▸ **Défis**:
A: En une à trois phrases, expliquez pourquoi, selon le texte sur la confédération européenne, la diète compterait dix-neuf voix.
B: Prolongez le texte sur la confédération européenne à partir de sa dernière ligne, « Le roi de Sardaigne. »

== Texte proposé ==

La seconde, s'il est de l'intérêt des souverains d'établir cette confédération et d'acheter une paix constante à ce prix.

Quand l'utilité générale et particulière sera ainsi démontrée, on ne voit plus, dans la raison des choses, quelle cause pourroit empêcher l'effet d'un établissement qui ne dépend que de la volonté des intéressés.

Pour discuter d'abord le premier article, appliquons ici ce que j'ai dit ci-devant du système général de l'Europe, et de l'effort commun qui circonscrit chaque puissance à peu près dans ses bornes, et ne lui permet pas d'en écraser entièrement d'autres. Pour rendre sur ce point mes raisonnemens plus sensibles, je joins ici la liste des dix-neuf puissances qu'on suppose composer la république européenne; en sorte que, chacune ayant voix égale, il y auroit dix-neuf voix dans la diète :

SAVOIR ;

L'empereur des Romains.

L'empereur de Russie.

Le roi de France.

Le roi d'Espagne.
Le roi d'Angleterre.

Les États-généraux.

Le roi de Danemarck.

La Suède.

La Pologne.

Le roi de Portugal.

Le souverain de Rome.

Le roi de Prusse.

L'électeur de Bavière et ses co-associés.
L'électeur palatin et ses co-associés.

Les Suisses et leurs co-associés.

Les électeurs ecclésiastiques et leurs associés.
La république de Venise et ses co-associés.
Le roi de Naples.

Le roi de Sardaigne.

===
== Données fournies ==

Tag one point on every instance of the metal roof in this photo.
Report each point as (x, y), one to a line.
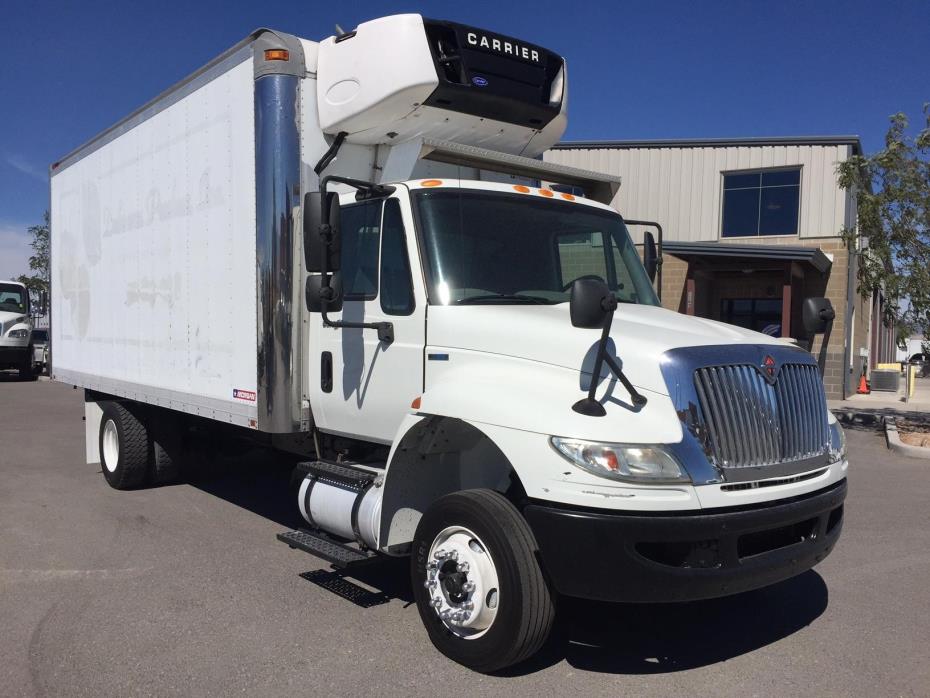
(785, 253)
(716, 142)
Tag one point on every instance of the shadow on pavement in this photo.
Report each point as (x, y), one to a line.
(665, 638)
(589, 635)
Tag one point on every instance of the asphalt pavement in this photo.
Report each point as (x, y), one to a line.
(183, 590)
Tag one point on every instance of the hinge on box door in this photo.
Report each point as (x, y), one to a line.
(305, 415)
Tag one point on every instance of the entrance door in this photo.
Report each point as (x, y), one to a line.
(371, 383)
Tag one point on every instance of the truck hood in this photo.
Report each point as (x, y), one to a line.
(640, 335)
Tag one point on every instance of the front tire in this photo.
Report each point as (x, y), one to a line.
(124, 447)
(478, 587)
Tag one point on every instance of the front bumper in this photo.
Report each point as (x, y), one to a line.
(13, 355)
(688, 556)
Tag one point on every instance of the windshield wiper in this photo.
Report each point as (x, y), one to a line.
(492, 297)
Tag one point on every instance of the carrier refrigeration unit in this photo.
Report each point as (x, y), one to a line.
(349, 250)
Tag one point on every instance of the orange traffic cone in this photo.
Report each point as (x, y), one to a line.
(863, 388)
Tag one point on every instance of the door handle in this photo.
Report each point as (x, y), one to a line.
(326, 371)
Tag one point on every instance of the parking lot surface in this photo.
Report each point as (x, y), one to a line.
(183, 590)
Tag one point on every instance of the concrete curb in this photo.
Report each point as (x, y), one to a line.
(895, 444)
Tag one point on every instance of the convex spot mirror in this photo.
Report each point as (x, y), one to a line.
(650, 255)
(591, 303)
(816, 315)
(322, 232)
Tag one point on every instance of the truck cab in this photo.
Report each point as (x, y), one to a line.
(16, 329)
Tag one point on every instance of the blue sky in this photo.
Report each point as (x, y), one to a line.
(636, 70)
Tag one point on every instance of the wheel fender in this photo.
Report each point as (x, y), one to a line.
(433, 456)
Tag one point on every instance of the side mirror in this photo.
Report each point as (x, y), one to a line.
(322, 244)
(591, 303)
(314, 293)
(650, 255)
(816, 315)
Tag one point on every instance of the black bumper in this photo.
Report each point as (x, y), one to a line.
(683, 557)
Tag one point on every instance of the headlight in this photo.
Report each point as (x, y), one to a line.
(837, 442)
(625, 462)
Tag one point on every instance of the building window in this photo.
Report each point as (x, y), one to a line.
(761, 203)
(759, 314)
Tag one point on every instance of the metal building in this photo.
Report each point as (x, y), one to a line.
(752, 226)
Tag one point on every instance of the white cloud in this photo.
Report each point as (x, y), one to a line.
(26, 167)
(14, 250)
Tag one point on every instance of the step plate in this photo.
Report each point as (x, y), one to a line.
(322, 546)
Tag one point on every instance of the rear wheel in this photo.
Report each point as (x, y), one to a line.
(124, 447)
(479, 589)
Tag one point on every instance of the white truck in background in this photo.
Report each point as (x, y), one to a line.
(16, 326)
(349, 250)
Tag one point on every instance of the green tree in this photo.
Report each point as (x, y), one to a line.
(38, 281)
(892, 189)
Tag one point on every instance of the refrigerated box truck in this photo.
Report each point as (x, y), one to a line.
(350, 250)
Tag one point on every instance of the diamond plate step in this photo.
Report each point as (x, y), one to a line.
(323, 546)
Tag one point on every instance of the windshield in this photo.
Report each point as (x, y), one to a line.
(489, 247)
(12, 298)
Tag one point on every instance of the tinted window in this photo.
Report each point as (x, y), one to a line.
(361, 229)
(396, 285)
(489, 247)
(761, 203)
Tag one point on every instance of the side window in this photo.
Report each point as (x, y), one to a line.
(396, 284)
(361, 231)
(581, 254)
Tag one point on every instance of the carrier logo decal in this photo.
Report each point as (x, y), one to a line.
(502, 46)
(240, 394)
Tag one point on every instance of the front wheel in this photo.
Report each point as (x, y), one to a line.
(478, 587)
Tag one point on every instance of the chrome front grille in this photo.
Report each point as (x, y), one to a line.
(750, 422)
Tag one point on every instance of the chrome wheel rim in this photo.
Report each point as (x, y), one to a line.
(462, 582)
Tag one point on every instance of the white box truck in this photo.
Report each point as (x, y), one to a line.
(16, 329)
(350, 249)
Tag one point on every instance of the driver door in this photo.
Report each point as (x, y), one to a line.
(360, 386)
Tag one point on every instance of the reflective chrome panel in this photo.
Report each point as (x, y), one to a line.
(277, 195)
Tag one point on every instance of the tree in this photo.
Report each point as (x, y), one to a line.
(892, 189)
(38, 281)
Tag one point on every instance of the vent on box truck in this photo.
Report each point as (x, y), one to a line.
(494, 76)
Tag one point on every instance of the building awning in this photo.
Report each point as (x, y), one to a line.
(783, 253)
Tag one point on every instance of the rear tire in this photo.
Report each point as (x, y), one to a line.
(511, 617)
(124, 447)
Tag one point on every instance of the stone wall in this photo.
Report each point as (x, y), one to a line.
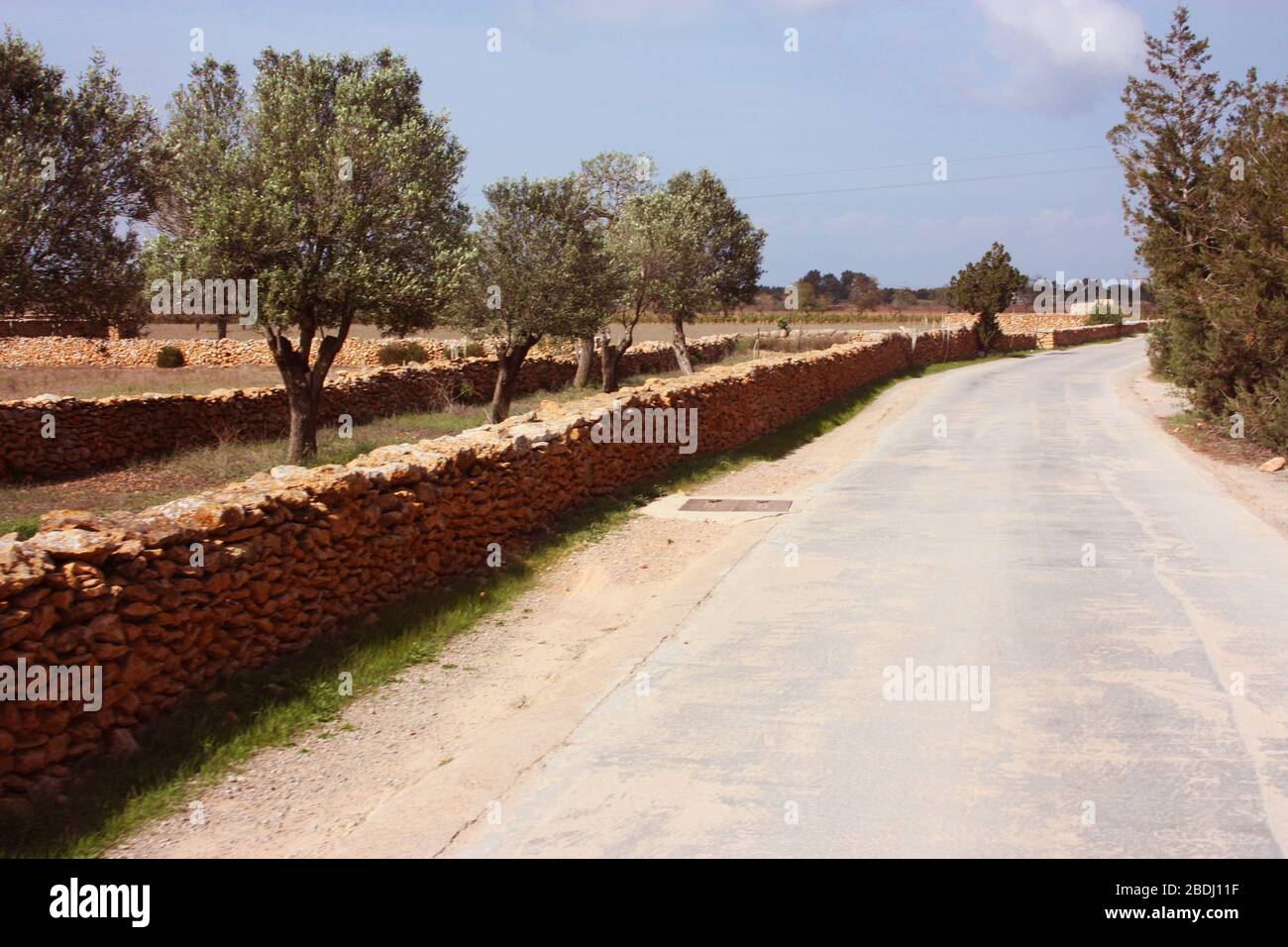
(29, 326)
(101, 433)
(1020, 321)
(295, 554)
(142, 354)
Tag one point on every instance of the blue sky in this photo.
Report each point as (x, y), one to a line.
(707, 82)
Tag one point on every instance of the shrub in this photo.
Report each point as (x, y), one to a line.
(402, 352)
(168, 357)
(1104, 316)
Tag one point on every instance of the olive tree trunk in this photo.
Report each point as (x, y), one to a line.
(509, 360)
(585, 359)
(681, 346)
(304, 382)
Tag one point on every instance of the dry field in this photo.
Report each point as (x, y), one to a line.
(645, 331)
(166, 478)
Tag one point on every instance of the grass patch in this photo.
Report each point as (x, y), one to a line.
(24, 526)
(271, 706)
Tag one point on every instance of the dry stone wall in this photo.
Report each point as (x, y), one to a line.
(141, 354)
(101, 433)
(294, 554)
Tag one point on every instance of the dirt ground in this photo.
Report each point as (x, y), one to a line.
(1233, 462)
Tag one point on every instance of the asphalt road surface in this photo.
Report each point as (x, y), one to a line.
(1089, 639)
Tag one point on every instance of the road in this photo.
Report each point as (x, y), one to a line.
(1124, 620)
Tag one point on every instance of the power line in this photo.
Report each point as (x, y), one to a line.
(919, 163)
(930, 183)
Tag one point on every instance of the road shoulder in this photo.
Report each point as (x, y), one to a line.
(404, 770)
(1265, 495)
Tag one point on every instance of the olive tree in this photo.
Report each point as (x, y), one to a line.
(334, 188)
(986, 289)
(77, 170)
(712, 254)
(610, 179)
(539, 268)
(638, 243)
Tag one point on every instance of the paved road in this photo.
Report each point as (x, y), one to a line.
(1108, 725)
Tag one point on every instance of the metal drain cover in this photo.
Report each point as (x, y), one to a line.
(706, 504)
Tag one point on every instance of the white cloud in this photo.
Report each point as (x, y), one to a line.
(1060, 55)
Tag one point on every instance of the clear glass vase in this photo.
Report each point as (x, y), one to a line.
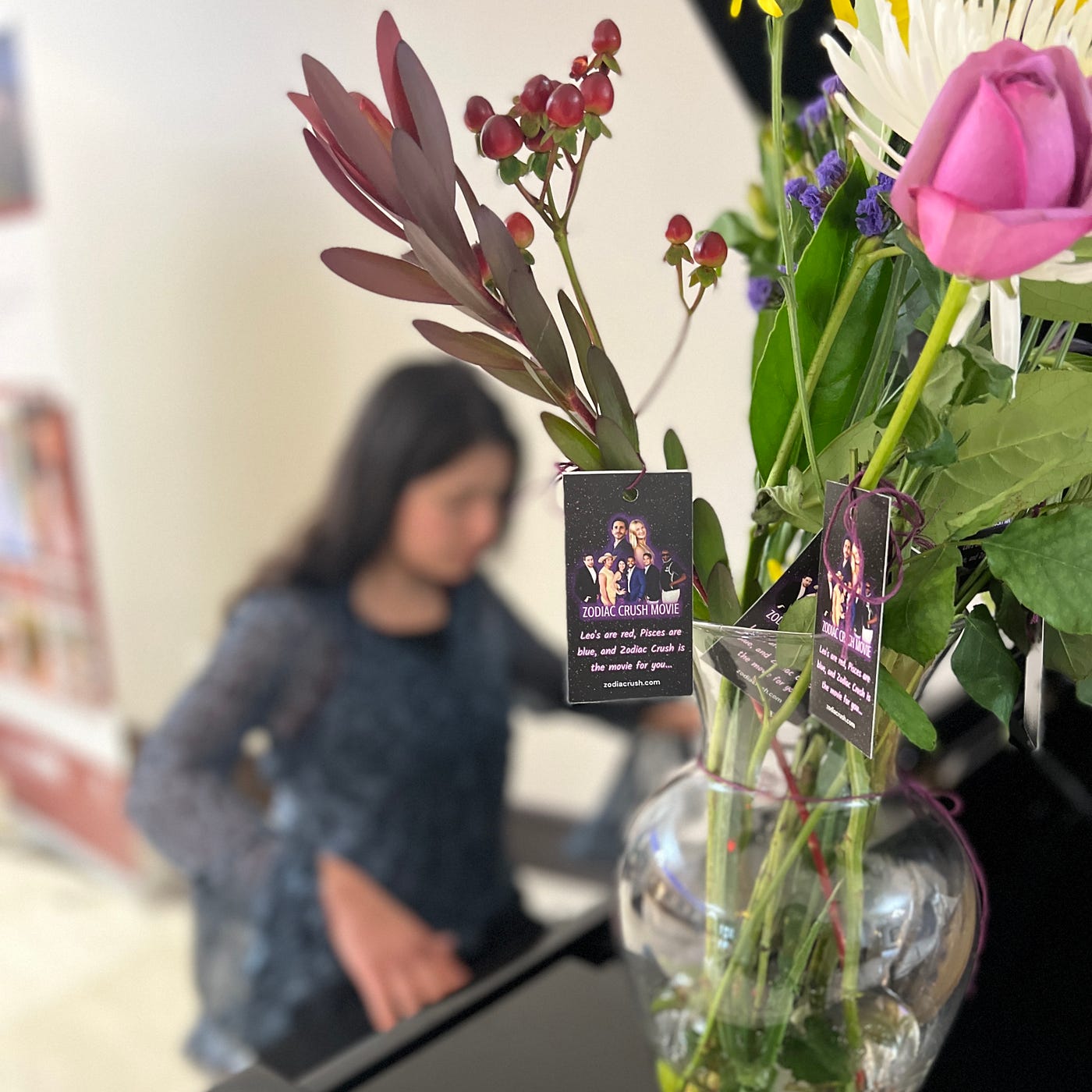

===

▸ **Corrigé des exercices**:
A: La république européenne est supposée composée de dix-neuf puissances, et chacune y aurait voix égale. La diète réunirait donc dix-neuf voix.

B:
Plusieurs souverains moins considérables, tels que la république de Gênes, les ducs de Modène et de Parme, et d'autres, étant omis dans cette liste, seront joints aux moins puissans, par forme d'association, et auront avec eux un droit de suffrage, semblable au votum curiatum des comtes de l'empire. Il est inutile de rendre ici cette énumération plus précise, parce que, jusqu'à l'exécution du projet, il peut survenir d'un moment à l'autre des accidens sur lesquels il la faudroit réformer, mais qui ne changeroient rien au fond du système.

Il ne faut que jeter les yeux sur cette liste pour voir avec la dernière évidence qu'il n'est pas possible ni qu'aucune des puissances qui la composent soit en état de résister à toutes les autres unies en corps,

ni qu'il s'y forme aucune ligue partielle capable de faire tête à la grande confédération.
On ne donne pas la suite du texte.